I'm currently trying to build a database interface with python to store stock data. This data is in the form of a tuple list with each element consisting of "date, open, high, low, close, volume. date represents a UNIX timestamp and has to be unique in combination with the ticker symbol in the database. Below is an example of a typically processed output (company_stock):
[(1489780560, 'NYSE:F', 12.5, 12.505, 12.49, 12.495, 567726),
(1489780620, 'NYSE:F', 12.495, 12.5, 12.48, 12.48, 832487),
(1489780680, 'NYSE:F', 12.485, 12.49, 12.47, 12.475, 649818),
(1489780740, 'NYSE:F', 12.475, 12.48, 12.47, 12.47, 700579),
(1489780800, 'NYSE:F', 12.47, 12.48, 12.47, 12.48, 567798)]
I'm using the pymysql package to insert this list into a local MySQL database (Version 5.5). While the code runs through and the values get inserted, the database will crash - or rather stop - after reaching about ~250k rows. Since the relevant This is the export part of the stock data processing function which gets called about once every 20 seconds and inserts about 400 values.
# SQL Export
def tosql(company_stock, ticker, interval, amount_period, period):
try:
conn = pymysql.connect(host = "localhost", user = "root",
passwd = "pw", db = "db", charset = "utf8",
autocommit = True,
cursorclass = pymysql.cursors.DictCursor)
cur = conn.cursor()
# To temp table
query = "INSERT INTO stockdata_import "
query += "(date, tickersymbol, open, high, low, close, volume)"
query += "VALUES (%s, %s, %s, %s, %s, %s, %s)"
cur.executemany(query, company_stock)

Exercise instructions:
A. Please extract the passage of the stock data post from "# SQL Export" to "cursorclass = pymysql.cursors.DictCursor)".
B. Extend the stock data post, starting right after its last line.

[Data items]

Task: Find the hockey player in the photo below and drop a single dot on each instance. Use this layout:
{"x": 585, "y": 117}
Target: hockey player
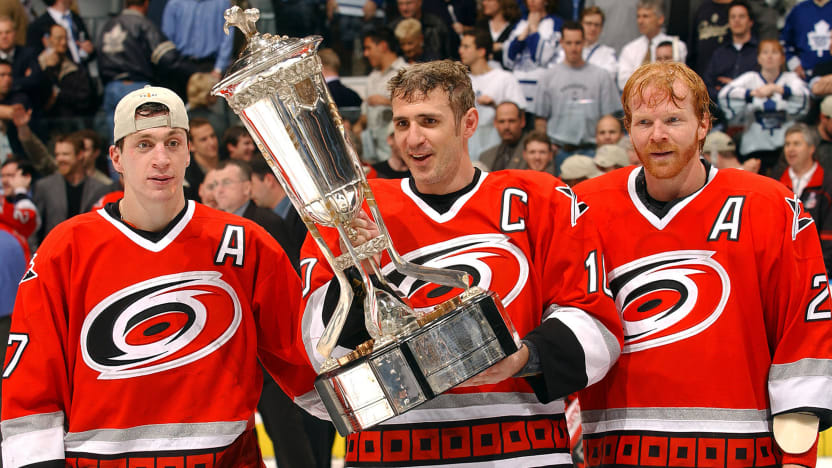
{"x": 138, "y": 327}
{"x": 521, "y": 234}
{"x": 720, "y": 282}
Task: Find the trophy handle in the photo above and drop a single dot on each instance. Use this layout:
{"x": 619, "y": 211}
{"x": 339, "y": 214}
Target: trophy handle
{"x": 445, "y": 277}
{"x": 329, "y": 338}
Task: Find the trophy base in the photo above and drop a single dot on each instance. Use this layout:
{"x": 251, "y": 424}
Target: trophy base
{"x": 457, "y": 340}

Per-task outputs:
A.
# SQL Export
def tosql(company_stock, ticker, interval, amount_period, period):
try:
conn = pymysql.connect(host = "localhost", user = "root",
passwd = "pw", db = "db", charset = "utf8",
autocommit = True,
cursorclass = pymysql.cursors.DictCursor)

B.
# Duplicate Check with temp table and existing database storage
query = "INSERT INTO stockdata (date, tickersymbol, open, high, low, close, volume) "
query += "SELECT i.date, i.tickersymbol, i.open, i.high, i.low, "
query += "i.close, i.volume FROM stockdata_import i "
query += "WHERE NOT EXISTS(SELECT dv.date, dv.tickersymbol FROM "
query += "stockdata dv WHERE dv.date = i.date "
query += "AND dv.tickersymbol = i.tickersymbol)"
cur.execute(query)
print(": ".join([datetime.now().strftime("%d.%m.%Y %H:%M:%S"),
"Data stored in Vault. Ticker", str(ticker),
"Interval", str(interval),
"Last", str(amount_period), str(period)]))
finally:
# Clear temp import table and close connection
query = "DELETE from stockdata_import"
cur.execute(query)
cur.close()
conn.close()
I suspect that the check for already existent values takes too long as the database grows and eventually breaks down due to the lock of the tables (?) while checking for uniqueness of the date/ticker combination. Since I expect this database to grow rather fast (about 1 million rows per week) it seems that a different solution is required to ensure that there is only one date/ticker pair. This is the SQL CREATE statement for the import table (the real table with which it gets compared looks the same):
CREATE TABLE stockdata_import (id_stock_imp BIGINT(12) NOT NULL AUTO_INCREMENT,
date INT(10),
tickersymbol VARCHAR(16),
open FLOAT(12,4),
high FLOAT(12,4),
low FLOAT(12,4),
close FLOAT(12,4),
volume INT(12),
crawled_at TIMESTAMP DEFAULT CURRENT_TIMESTAMP,
PRIMARY KEY(id_stock_imp));
I have already looked into setting a constraint for the date/tickersymbol pair and to handle upcoming exceptions in python, but my research so far suggested that this would be even slower plus I am not even sure if this will work with the bulk insert of the pymysql cursor function executemany(query, data).
Context information:
The SQL export shown above is the final part of a python script handling the stock data response. This script, in turn, gets called by another script which is timed by a crontab to run at a specific time each day.
Once the crontab starts the control script, this will call the subscript about 500 times with a sleep time of about 20-25 seconds between each run.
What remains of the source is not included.